(Dataset records about object locations)
★ ★ ★ ★ ★ ★ ★

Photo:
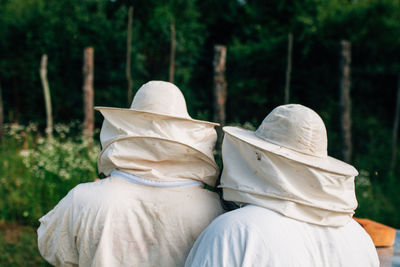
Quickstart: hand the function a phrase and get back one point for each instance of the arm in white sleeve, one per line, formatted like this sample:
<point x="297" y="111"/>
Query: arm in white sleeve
<point x="56" y="239"/>
<point x="228" y="243"/>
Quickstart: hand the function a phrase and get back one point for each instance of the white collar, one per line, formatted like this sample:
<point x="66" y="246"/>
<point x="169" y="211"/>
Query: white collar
<point x="142" y="181"/>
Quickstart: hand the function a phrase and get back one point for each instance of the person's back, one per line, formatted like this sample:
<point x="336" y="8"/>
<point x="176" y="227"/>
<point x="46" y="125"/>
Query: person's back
<point x="132" y="224"/>
<point x="300" y="200"/>
<point x="153" y="205"/>
<point x="257" y="236"/>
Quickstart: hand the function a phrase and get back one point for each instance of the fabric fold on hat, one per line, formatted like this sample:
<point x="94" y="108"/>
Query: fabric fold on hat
<point x="302" y="192"/>
<point x="156" y="139"/>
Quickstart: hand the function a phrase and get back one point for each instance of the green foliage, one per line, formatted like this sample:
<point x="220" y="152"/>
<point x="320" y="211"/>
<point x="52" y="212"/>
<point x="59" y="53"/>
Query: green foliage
<point x="18" y="246"/>
<point x="36" y="173"/>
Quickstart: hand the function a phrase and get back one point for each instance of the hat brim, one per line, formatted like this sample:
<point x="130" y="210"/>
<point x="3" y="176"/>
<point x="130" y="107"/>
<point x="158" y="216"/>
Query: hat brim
<point x="138" y="112"/>
<point x="327" y="163"/>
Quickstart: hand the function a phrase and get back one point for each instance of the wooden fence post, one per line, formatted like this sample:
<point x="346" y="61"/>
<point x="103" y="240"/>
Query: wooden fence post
<point x="219" y="88"/>
<point x="172" y="52"/>
<point x="345" y="100"/>
<point x="128" y="56"/>
<point x="88" y="92"/>
<point x="47" y="97"/>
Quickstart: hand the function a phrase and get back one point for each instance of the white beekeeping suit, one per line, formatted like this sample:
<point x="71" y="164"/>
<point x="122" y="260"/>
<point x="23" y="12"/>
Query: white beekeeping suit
<point x="297" y="202"/>
<point x="153" y="205"/>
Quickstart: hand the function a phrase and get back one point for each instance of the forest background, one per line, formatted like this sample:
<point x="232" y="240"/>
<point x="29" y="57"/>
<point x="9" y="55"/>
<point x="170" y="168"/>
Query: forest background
<point x="36" y="172"/>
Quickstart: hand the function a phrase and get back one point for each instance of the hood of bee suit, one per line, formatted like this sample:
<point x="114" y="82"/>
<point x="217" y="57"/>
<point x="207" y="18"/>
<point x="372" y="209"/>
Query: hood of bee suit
<point x="156" y="138"/>
<point x="283" y="166"/>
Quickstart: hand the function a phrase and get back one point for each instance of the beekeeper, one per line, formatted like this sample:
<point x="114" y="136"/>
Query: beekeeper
<point x="153" y="205"/>
<point x="297" y="202"/>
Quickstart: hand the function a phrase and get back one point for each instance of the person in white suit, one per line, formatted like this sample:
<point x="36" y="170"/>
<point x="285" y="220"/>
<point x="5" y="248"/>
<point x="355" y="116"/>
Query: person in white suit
<point x="153" y="205"/>
<point x="296" y="202"/>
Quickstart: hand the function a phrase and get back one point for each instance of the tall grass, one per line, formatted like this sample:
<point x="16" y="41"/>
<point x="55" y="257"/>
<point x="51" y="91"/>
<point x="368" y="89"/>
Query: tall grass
<point x="35" y="172"/>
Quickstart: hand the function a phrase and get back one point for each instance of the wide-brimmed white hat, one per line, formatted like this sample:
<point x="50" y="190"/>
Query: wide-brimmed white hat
<point x="297" y="133"/>
<point x="158" y="98"/>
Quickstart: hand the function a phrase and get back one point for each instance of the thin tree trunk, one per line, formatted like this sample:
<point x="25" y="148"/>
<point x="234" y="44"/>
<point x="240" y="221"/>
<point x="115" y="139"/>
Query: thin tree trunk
<point x="288" y="67"/>
<point x="395" y="127"/>
<point x="88" y="92"/>
<point x="1" y="115"/>
<point x="219" y="88"/>
<point x="345" y="101"/>
<point x="47" y="97"/>
<point x="172" y="52"/>
<point x="128" y="56"/>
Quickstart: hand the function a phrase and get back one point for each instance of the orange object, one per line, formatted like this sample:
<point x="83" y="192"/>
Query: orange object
<point x="382" y="235"/>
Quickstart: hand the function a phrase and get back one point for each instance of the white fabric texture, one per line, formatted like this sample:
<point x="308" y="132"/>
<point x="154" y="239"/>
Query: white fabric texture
<point x="256" y="236"/>
<point x="113" y="222"/>
<point x="142" y="181"/>
<point x="305" y="193"/>
<point x="116" y="222"/>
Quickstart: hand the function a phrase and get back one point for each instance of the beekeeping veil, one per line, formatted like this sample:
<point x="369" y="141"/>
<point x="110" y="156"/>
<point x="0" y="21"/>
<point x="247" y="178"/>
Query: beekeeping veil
<point x="284" y="166"/>
<point x="157" y="139"/>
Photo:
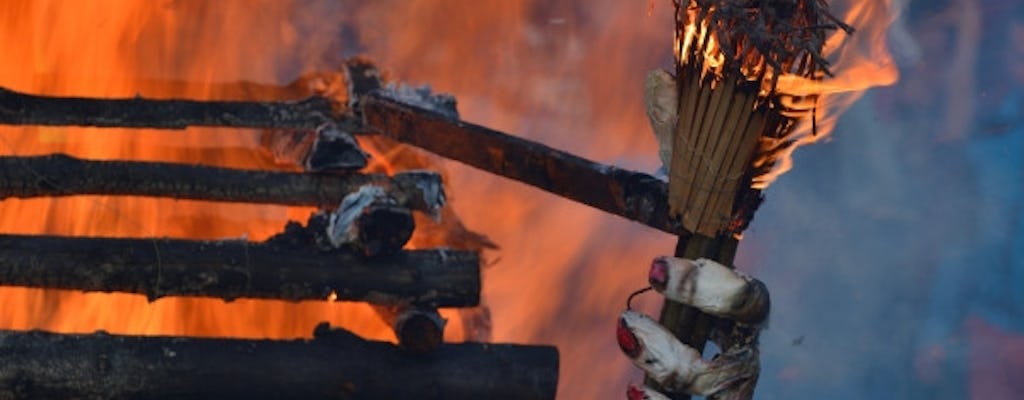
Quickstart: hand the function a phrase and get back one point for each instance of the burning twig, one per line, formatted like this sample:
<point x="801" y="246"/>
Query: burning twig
<point x="232" y="269"/>
<point x="336" y="364"/>
<point x="61" y="175"/>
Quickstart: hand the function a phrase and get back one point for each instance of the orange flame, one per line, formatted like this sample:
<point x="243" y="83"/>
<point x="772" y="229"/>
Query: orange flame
<point x="570" y="72"/>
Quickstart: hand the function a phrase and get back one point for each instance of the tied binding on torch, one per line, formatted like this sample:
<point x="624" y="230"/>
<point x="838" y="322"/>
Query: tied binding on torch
<point x="739" y="300"/>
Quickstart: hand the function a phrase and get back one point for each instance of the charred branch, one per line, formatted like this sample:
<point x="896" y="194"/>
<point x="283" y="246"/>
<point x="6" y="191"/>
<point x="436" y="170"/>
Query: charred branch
<point x="22" y="108"/>
<point x="61" y="175"/>
<point x="329" y="148"/>
<point x="336" y="364"/>
<point x="371" y="221"/>
<point x="630" y="194"/>
<point x="232" y="269"/>
<point x="419" y="329"/>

★ ★ ★ ★ ★ ★ ★

*Problem to solve*
Repeat all of the entries word for word, but omit the pictures.

*Reply to the task*
Photo:
Quickstart: hand the function a phrase and get back one point for each instance of the arm in white sleeve, one per line, formatted like this sample:
<point x="297" y="111"/>
Query: arm in white sleeve
<point x="56" y="239"/>
<point x="228" y="243"/>
Quickstart: hand the function a phrase and get back one point for each instance of the white collar, one per line, formatted like this sample:
<point x="66" y="246"/>
<point x="169" y="211"/>
Query: white collar
<point x="142" y="181"/>
Quickstart: hand the function a phrase and get back one point for each instance of the person's back, one per line, formatted like this sample:
<point x="336" y="8"/>
<point x="176" y="227"/>
<point x="46" y="125"/>
Query: person's back
<point x="132" y="224"/>
<point x="300" y="200"/>
<point x="153" y="205"/>
<point x="257" y="236"/>
Quickstart: hand the function a phrase and get back one point for each instance of the fabric fold on hat, one per line, formatted like this sample:
<point x="94" y="108"/>
Query: fabric fold on hat
<point x="302" y="192"/>
<point x="156" y="139"/>
Quickstart: hand the function a phrase and get back one point for each instance of the green foliage, one per line, formatted like this sample:
<point x="220" y="152"/>
<point x="320" y="211"/>
<point x="52" y="212"/>
<point x="59" y="53"/>
Query: green foliage
<point x="18" y="246"/>
<point x="36" y="173"/>
Quickstart: hand the function a phrase and get back one point for each instance of the hat brim, one per line, formatted like this sample:
<point x="130" y="210"/>
<point x="3" y="176"/>
<point x="130" y="107"/>
<point x="158" y="216"/>
Query: hat brim
<point x="138" y="112"/>
<point x="327" y="163"/>
Quickstart: hand the function a phrase and get back one point for each instance of the wooden fence post, one per line, formatted like this sample:
<point x="346" y="61"/>
<point x="103" y="240"/>
Query: wooden fence post
<point x="219" y="88"/>
<point x="172" y="52"/>
<point x="345" y="100"/>
<point x="128" y="56"/>
<point x="88" y="92"/>
<point x="47" y="97"/>
Quickstart: hand the function a phrase and get back one point for each instance of the white beekeeping suit, one per line, formatted like this sample:
<point x="71" y="164"/>
<point x="122" y="260"/>
<point x="23" y="12"/>
Query: white beekeeping suit
<point x="297" y="202"/>
<point x="153" y="205"/>
Quickstart: hand the function a phrase and get back one point for each instance of the forest background, one per line, formatted like this sample:
<point x="232" y="240"/>
<point x="29" y="57"/>
<point x="9" y="55"/>
<point x="170" y="168"/>
Query: forest background
<point x="36" y="172"/>
Quickstart: hand the function a phrase and get back one point for each instance of the hood of bee suit, one per line, formatted like this sample:
<point x="114" y="82"/>
<point x="217" y="57"/>
<point x="207" y="18"/>
<point x="372" y="209"/>
Query: hood of bee suit
<point x="156" y="138"/>
<point x="283" y="166"/>
Quickstart: hand the function a phrase and get back one point for each instance of the beekeeper, one per line, formatted like this sample:
<point x="114" y="136"/>
Query: beekeeper
<point x="153" y="205"/>
<point x="297" y="202"/>
Quickstart: hand the function a phrase and get back one point for each instance of the person in white suit, one per line, formatted like this sample:
<point x="36" y="170"/>
<point x="285" y="220"/>
<point x="5" y="248"/>
<point x="355" y="116"/>
Query: person in white suit
<point x="153" y="205"/>
<point x="296" y="202"/>
Quickstart: hand the function a phrase and get back one point for each instance of the tall grass, one per line, formatted like this sample:
<point x="16" y="41"/>
<point x="55" y="257"/>
<point x="51" y="91"/>
<point x="368" y="89"/>
Query: tall grass
<point x="35" y="172"/>
Quickstart: hand the function a phrase and get back one point for each instance of the wide-brimmed white hat, one per line, formatted like this sample:
<point x="50" y="190"/>
Query: wide-brimmed white hat
<point x="297" y="133"/>
<point x="158" y="98"/>
Quickstart: hand the function a phrase and get back one point for each instance of the thin tree trunk, one per line, formatted like this sample:
<point x="25" y="148"/>
<point x="234" y="44"/>
<point x="240" y="221"/>
<point x="115" y="139"/>
Query: thin tree trunk
<point x="288" y="67"/>
<point x="395" y="127"/>
<point x="88" y="92"/>
<point x="1" y="115"/>
<point x="219" y="88"/>
<point x="345" y="101"/>
<point x="47" y="97"/>
<point x="172" y="52"/>
<point x="128" y="56"/>
Quickstart: hand the function a phrase and get back one point for each instance of the orange object, one per line, formatted like this sample:
<point x="83" y="192"/>
Query: orange object
<point x="382" y="235"/>
Quickstart: hand the function a phrase and get back one point for each instance of the white fabric texture, one per line, formatted like this sample:
<point x="308" y="132"/>
<point x="154" y="239"/>
Query: white fabric texture
<point x="256" y="236"/>
<point x="113" y="222"/>
<point x="142" y="181"/>
<point x="305" y="193"/>
<point x="116" y="222"/>
Quickstart: hand the function a phrase and get back one point for each instance of the beekeeping veil, one per line, formatted like this sample:
<point x="369" y="141"/>
<point x="110" y="156"/>
<point x="0" y="21"/>
<point x="247" y="178"/>
Query: beekeeping veil
<point x="284" y="166"/>
<point x="157" y="139"/>
Photo:
Quickstart: hand the function a phrase and get back one point for each instance of the burning twig, one per line, formatted like this sample:
<point x="801" y="246"/>
Query: burning twig
<point x="232" y="269"/>
<point x="336" y="364"/>
<point x="61" y="175"/>
Quickstart: hand the function a phrase and get back one point for each instance of the orange flame, one per line, formatted like this sample:
<point x="243" y="83"/>
<point x="772" y="229"/>
Query: orange flame
<point x="570" y="72"/>
Quickstart: hand the function a phrase and get back one point for each instance of the tied binding on torch, one per line, formatted like this sample:
<point x="624" y="230"/>
<point x="838" y="322"/>
Query: tied binding on torch
<point x="739" y="300"/>
Quickstart: hand the function a phrase and get back one point for each instance of the charred branch, one per line, formatted like this sample:
<point x="896" y="194"/>
<point x="283" y="246"/>
<point x="6" y="191"/>
<point x="436" y="170"/>
Query: charred branch
<point x="22" y="108"/>
<point x="61" y="175"/>
<point x="329" y="148"/>
<point x="336" y="364"/>
<point x="371" y="221"/>
<point x="630" y="194"/>
<point x="232" y="269"/>
<point x="419" y="329"/>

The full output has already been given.